#### [WRITTEN REQUEST]
Recast the lines, from the one containing "with short blonde" up to and including the final line, as a Markdown table with the columns Row and Line. Number each row and leave out any blank lines.

#### [DATA EXCERPTS]
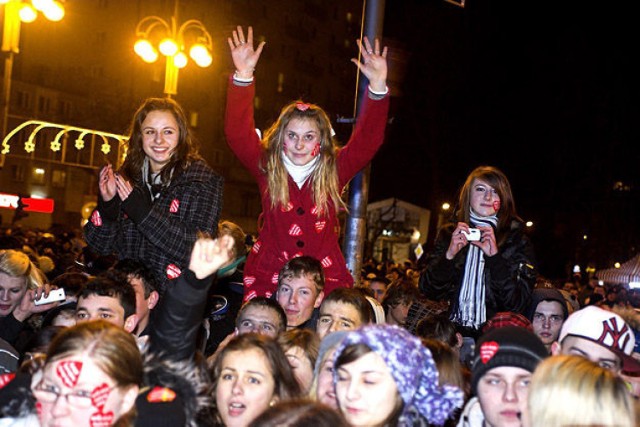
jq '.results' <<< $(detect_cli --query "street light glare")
[18,3,38,23]
[133,39,158,63]
[42,1,64,22]
[189,43,213,68]
[31,0,52,12]
[158,38,178,56]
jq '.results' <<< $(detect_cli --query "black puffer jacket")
[420,220,537,319]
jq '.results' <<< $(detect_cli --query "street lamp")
[0,0,64,167]
[133,1,213,98]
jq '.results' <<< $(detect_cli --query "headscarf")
[334,324,464,426]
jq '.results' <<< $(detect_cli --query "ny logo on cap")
[598,317,631,351]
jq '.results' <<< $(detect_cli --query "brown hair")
[45,320,143,425]
[211,332,301,422]
[456,166,519,239]
[120,98,200,185]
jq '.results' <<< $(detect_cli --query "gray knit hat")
[334,324,464,425]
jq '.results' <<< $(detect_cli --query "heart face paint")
[56,360,82,388]
[89,411,114,427]
[91,383,111,411]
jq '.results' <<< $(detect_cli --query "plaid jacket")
[84,161,223,294]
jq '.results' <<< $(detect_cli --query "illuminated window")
[31,168,46,184]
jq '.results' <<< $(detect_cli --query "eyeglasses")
[33,382,117,409]
[533,313,564,325]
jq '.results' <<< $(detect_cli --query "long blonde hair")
[261,101,346,215]
[0,249,46,289]
[528,355,636,427]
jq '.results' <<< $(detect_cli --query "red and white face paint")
[311,143,320,157]
[56,360,82,388]
[34,356,134,427]
[470,178,500,217]
[283,119,320,166]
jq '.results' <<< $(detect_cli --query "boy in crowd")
[527,288,569,353]
[76,272,138,333]
[276,256,324,330]
[113,259,160,337]
[551,305,640,374]
[316,288,372,339]
[458,326,548,427]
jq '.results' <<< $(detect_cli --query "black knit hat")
[471,326,549,394]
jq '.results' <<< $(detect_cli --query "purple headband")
[333,324,464,425]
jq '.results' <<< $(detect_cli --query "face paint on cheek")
[56,360,82,388]
[89,411,113,427]
[91,383,111,412]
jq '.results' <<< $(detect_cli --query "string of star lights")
[0,120,129,164]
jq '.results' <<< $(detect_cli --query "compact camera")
[462,228,480,242]
[34,289,66,305]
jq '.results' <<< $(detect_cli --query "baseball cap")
[558,305,640,373]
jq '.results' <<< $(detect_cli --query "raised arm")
[227,25,266,80]
[351,37,387,93]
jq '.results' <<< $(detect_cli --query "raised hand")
[98,164,118,202]
[189,235,234,279]
[351,37,387,92]
[116,174,133,202]
[227,25,266,79]
[471,225,498,256]
[445,222,469,259]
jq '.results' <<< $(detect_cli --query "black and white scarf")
[451,211,498,329]
[142,157,173,202]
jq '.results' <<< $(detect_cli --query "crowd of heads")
[0,224,640,427]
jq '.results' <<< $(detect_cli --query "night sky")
[369,0,640,278]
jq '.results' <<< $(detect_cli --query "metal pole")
[342,0,385,285]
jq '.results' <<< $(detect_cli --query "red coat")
[225,80,389,300]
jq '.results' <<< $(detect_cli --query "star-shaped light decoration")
[100,141,111,154]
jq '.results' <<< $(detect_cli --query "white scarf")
[282,153,320,188]
[451,211,498,328]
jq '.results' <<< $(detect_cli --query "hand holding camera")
[460,228,481,242]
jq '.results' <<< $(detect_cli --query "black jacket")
[420,220,536,328]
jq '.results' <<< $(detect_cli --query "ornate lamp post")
[0,0,64,167]
[133,1,212,98]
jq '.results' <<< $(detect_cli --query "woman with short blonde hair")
[523,355,636,427]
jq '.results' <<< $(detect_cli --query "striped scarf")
[451,211,498,329]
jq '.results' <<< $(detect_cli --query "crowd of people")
[0,27,640,427]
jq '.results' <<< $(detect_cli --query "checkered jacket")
[84,161,223,293]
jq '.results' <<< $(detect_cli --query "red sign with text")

#### [SOLUTION FOR THIS PROBLEM]
| Row | Line |
|---|---|
| 1 | jq '.results' <<< $(detect_cli --query "woman with short blonde hair") |
| 2 | [523,355,636,427] |
| 3 | jq '.results' <<< $(detect_cli --query "striped scarf") |
| 4 | [451,211,498,329] |
| 5 | jq '.results' <<< $(detect_cli --query "crowd of people") |
| 6 | [0,27,640,427] |
| 7 | jq '.results' <<< $(detect_cli --query "checkered jacket") |
| 8 | [84,161,223,293] |
| 9 | jq '.results' <<< $(detect_cli --query "red sign with text") |